===== Document passage =====

Wine runs deep in the blood of America’s elite politicians – especially our Presidents.
If you’re a wine drinking history-buff, you probably already know that many big decisions in our nation’s history were made over a few glasses (or bottles) of wine. Thomas Jefferson, of course, was well known to be one our country’s greatest oenophiles. #1? Yes, he too was known for the love of grape.
For this President’s Day we thought it’d be fun to dig into a few presidential wine facts and offer up some 90+ selections we’d like to think these fine POTUS’ would have enjoyed.
It is reported that George Washington spent $6,000 (that’s equal to over $170,000 in today’s currency) on alcohol in a period of seven months around 1775 – most of which was spent on Madeira Wine.
Back then, Madeira was favored because it was one of the only wines that managed to survive the long voyage overseas to the Americas without spoiling. Madeira was so loved, in fact, that during the signing of the Declaration of Independence the Founding Fathers consumed 50 bottles of the wine… along with another 60 bottles of Claret and 22 bottles of Port. So, considering there were 56 delegates present, that’s about two and a half bottles per delegate. Perhaps a little overkill… But, who are we to judge?
Although 90+ Cellars doesn’t have a Madeira in our portfolio, we do have a few “Clarets” (red blends made with Bordeaux varietals). Given his enjoyment of these wines, we think old GW would have loved our Lot 150 Cabernet Sauvignon and Lot 100 Monster Red Blend. Both of these wines are big, bold and high class… just like our first President.

=====

Brief: Copy the presidential wine article word for word from "If you’re a" to "on Madeira Wine.", inclusive.

===== Information given =====

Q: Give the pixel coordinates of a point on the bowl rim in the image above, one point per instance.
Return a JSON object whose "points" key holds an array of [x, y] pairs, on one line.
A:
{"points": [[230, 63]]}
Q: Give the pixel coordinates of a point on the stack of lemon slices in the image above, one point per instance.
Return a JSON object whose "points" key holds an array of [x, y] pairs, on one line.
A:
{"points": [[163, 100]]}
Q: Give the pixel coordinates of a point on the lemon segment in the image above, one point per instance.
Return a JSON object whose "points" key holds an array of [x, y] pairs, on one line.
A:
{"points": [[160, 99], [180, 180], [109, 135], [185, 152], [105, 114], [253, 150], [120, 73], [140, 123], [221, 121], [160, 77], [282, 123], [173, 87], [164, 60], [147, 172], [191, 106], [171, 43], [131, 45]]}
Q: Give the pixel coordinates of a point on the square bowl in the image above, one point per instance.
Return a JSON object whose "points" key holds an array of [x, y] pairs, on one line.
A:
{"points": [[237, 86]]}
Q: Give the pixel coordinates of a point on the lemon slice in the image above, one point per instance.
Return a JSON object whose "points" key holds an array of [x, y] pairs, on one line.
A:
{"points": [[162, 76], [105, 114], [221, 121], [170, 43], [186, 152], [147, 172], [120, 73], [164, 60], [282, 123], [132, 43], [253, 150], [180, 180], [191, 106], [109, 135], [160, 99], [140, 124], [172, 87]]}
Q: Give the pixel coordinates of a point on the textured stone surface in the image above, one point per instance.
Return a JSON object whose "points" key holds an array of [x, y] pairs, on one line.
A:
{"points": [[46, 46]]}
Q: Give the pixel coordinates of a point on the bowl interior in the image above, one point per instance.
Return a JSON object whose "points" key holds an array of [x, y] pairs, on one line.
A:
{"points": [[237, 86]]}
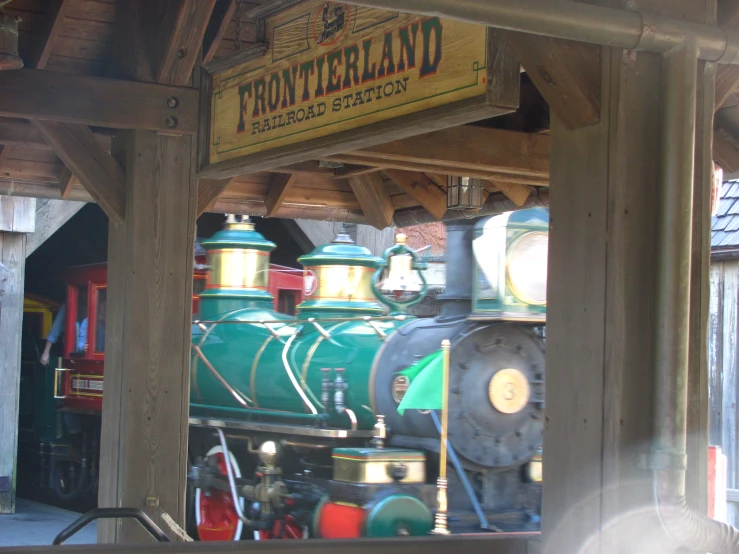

=====

Solution for this problem:
If you’re a wine drinking history-buff, you probably already know that many big decisions in our nation’s history were made over a few glasses (or bottles) of wine. Thomas Jefferson, of course, was well known to be one our country’s greatest oenophiles. #1? Yes, he too was known for the love of grape.
For this President’s Day we thought it’d be fun to dig into a few presidential wine facts and offer up some 90+ selections we’d like to think these fine POTUS’ would have enjoyed.
It is reported that George Washington spent $6,000 (that’s equal to over $170,000 in today’s currency) on alcohol in a period of seven months around 1775 – most of which was spent on Madeira Wine.